**TEXT:**
Sardar of Bhangi Misl
- Reign: 1746 – 1765
- Predecessor: Bhuma Singh Bhangi
- Successor: Jhanda Singh Bhangi
- Died: 1765 Patiala, Patiala State, Sikh Confederacy (present-day Punjab, India)
- Spouses: Two wives
- Issue: By his first wife Jhanda Singh Bhangi Ganda Singh Bhangi By his second wife Charat Singh Diwan Singh Chachowalia Desu Singh
- Father: Bhup Singh
- Religion: Sikhism

= Hari Singh Bhangi =

Sikh warlord (died 1765)

Hari Singh Bhangi (died 1765) was an 18th-century Sikh warlord and the chief of Bhangi Misl. During the formation of the Dal Khalsa (Sikh army) he was acknowledged as leader of Tarna Dal, and made chief of Bhangi Misl following the death of Bhuma Singh Bhangi, who he was an adopted son of, in 1746. Hari Singh made the Bhangi Misl the most powerful of all the Misls. He has been described as a brave, fearless and great warrior. Under Hari Singh, the Bhangi Misl expanded to Jammu, Lahore, Chiniot, Buria, Jagadhari, Firozpur, Kushab, Majha, Malwa, Sandal Bar and Jhang.

==Biography==
Hari Singh was born in Panjwar village in district Tarn Taran, tehsil Jhabal. He was adopted by the chief of Bhangi Misl, Bhuma Singh Bhangi. He then took Amrit from him and was initiated into the Khalsa. After the creation of the Dal Khalsa in 1748, Hari Singh was made head of Tarna Dal and Bhangi Misl. Upon taking over Bhangi Misl, he quickly increased its strength to 20,000 and ruled many Misldars under him.

Hari Singh set up his headquarters in Gilwali village in Amritsar district and later in Amritsar, where he built a fort named Qila Bhangian and captured the surrounding areas. Hari Singh next captured Karial and Mirowal. He also joined other Sikh Misls in attacks on Lahore in 1758 and 1760.

In 1757, Ahmed Shah Abdali raided Punjab and Delhi. Hari Singh joined hands with other Sikh Misls to counter Abdali. On March 8, 1758, the joint force besieged an Afghan force of 15,000 in Sirhind. On March 21, Sirhind was captured by the Sikh force. On April 10, they captured Lahore and killed a force of 2,000 Afghans. The prisoners were then forced to rebuild the Golden Temple, which they had desecrated.

In 1760, Hari Singh joined a force of Sikh Misls that captured Lahore on Diwali in 1760 and plundered the surrounding area. They left Lahore after receiving a tribute of 30,000 rupees from the Governor.

**DATA EXTRACT:**
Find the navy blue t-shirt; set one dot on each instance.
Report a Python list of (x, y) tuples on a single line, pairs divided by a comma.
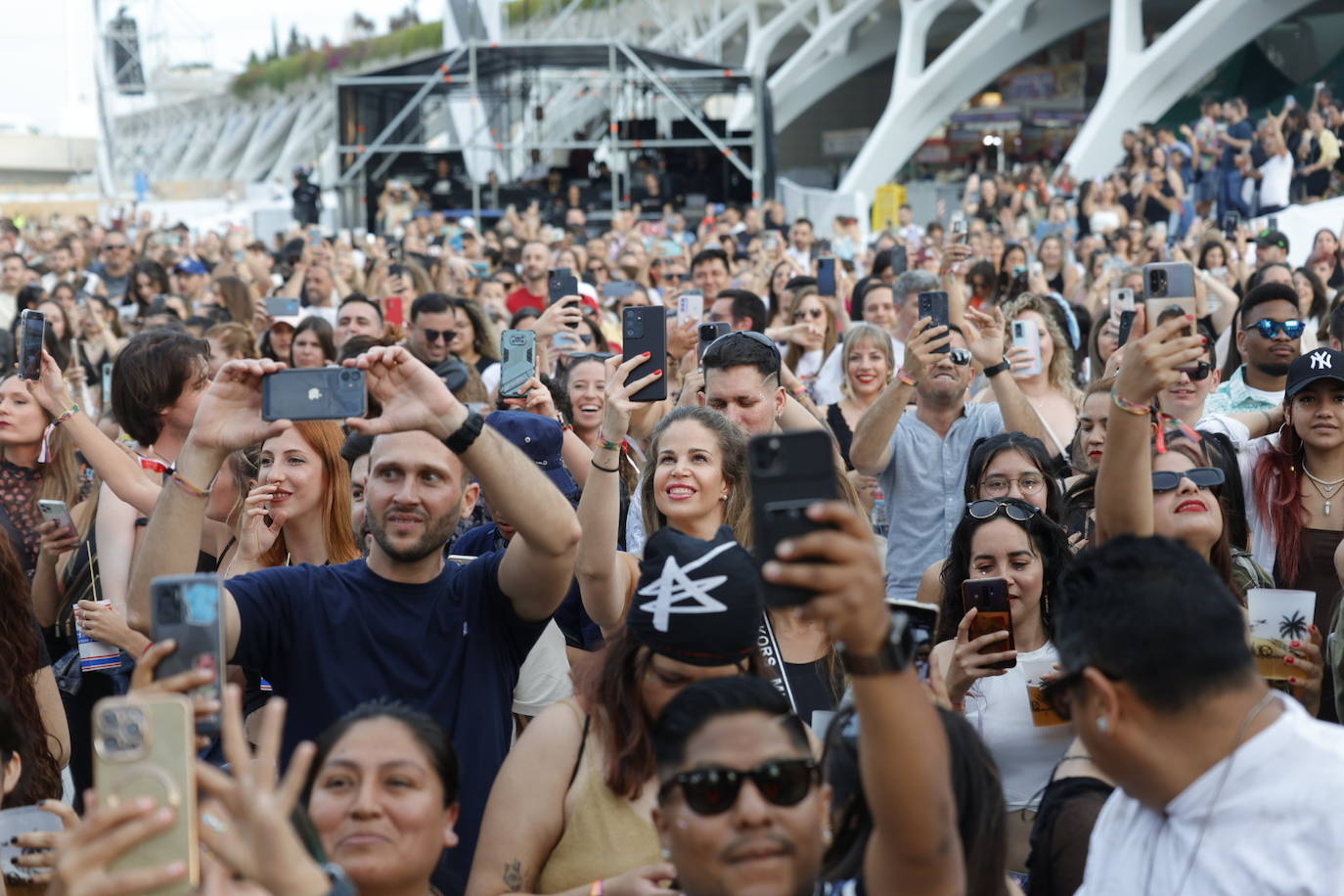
[(333, 637)]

**OBJECTIVES:**
1) Reproduce the stretch of the Hari Singh Bhangi article from "Sikh warlord (died" through "Bar and Jhang.".
2) Write the next part of the Hari Singh Bhangi article, picking up after its final sentence.

**ANSWERS BY TASK:**
1)
Sikh warlord (died 1765)

Hari Singh Bhangi (died 1765) was an 18th-century Sikh warlord and the chief of Bhangi Misl. During the formation of the Dal Khalsa (Sikh army) he was acknowledged as leader of Tarna Dal, and made chief of Bhangi Misl following the death of Bhuma Singh Bhangi, who he was an adopted son of, in 1746. Hari Singh made the Bhangi Misl the most powerful of all the Misls. He has been described as a brave, fearless and great warrior. Under Hari Singh, the Bhangi Misl expanded to Jammu, Lahore, Chiniot, Buria, Jagadhari, Firozpur, Kushab, Majha, Malwa, Sandal Bar and Jhang.

2)
In 1761, Hari Singh joined Sikh Misls in the Battle of Gujranwala, where the Sikhs, numbering 10,000, defeated the Afghan force of 12,000. Following this, Hari Singh and other Sikh Misls, led by Jassa Singh Ahluwalia, besieged Lahore and conquered the city on October 27, 1761. There, they struck their own coins and plundered the city.

In 1762, Hari Singh conquered Kot Khwaja Saeed, near Lahore, capturing the Afghan Governor's ammunition and three cannons. He then captured the surrounding area of Bahawalpur, plundered it, and conquered Jammu with a force of 12,000. Hari Singh also marched on the Indus and conquered the Majha, Malwa, and Sandal Bar areas, as well as parts of the Multan.

In 1763, Hari Singh sacked Kasur, along with Jassa Singh Ramgarhia and Jai Singh Kanhaiya. In 1764, he advanced towards Multan. First, he sacked Bahawalpur and ravaged Multan. Then, he crossed the Indus River and received tributes from Baluchi Chiefs in the districts of Muzaffargarh, Dera Ghazi Khan, and Dera Ismail Khan. On his return to Gilwali, he plundered Jhang, Sialkot, and Chiniot and made the Jammu ruler, Ranjit Dev Jamwal, his tributary.

==Death and succession==
He died in 1765 in battle against Ala Singh. According to Kushwaqt Rae Hari Singh was poisoned to death and was succeeded by his son, Jhanda Singh Bhangi.

==Battles==

1. Battle of Kalanaur (1755)
2. Battle of Sirhind (1755)
3. Battle of Mahilpur (1757)
4. Battle of Jalandhar (1757)
5. Siege of Sirhind (1758)
6. Battle of Lahore (1758)
7. Battle of Lahore (1760)
8. Battle of Gujranwala (1761)
9. Sikh Occupation of Lahore (1761)
10. Battle of Harnaulgarh (1762)
11. Battle of Kup (1762)
12. Battle of Khwaja Saeed Ka Kot (1762)
13. Battle of Jammu (1762)
14. Battle of Kasur (1763)
15. Battle of Sialkot (1763)
16. Battle of Morinda (1764)
17. Battle of Sirhind (1764)
18. Battle of Lahore (1764)
19. Battle of Bahawalpur (1764)
20. Battle of Multan (1764)
21. Battle of Chenab (1764)
22. Battle of Sutlej (1765)
23. Battle on the Beas (1765)
24. Battle of Lahore (1765)
25. Battle of Lang (1765)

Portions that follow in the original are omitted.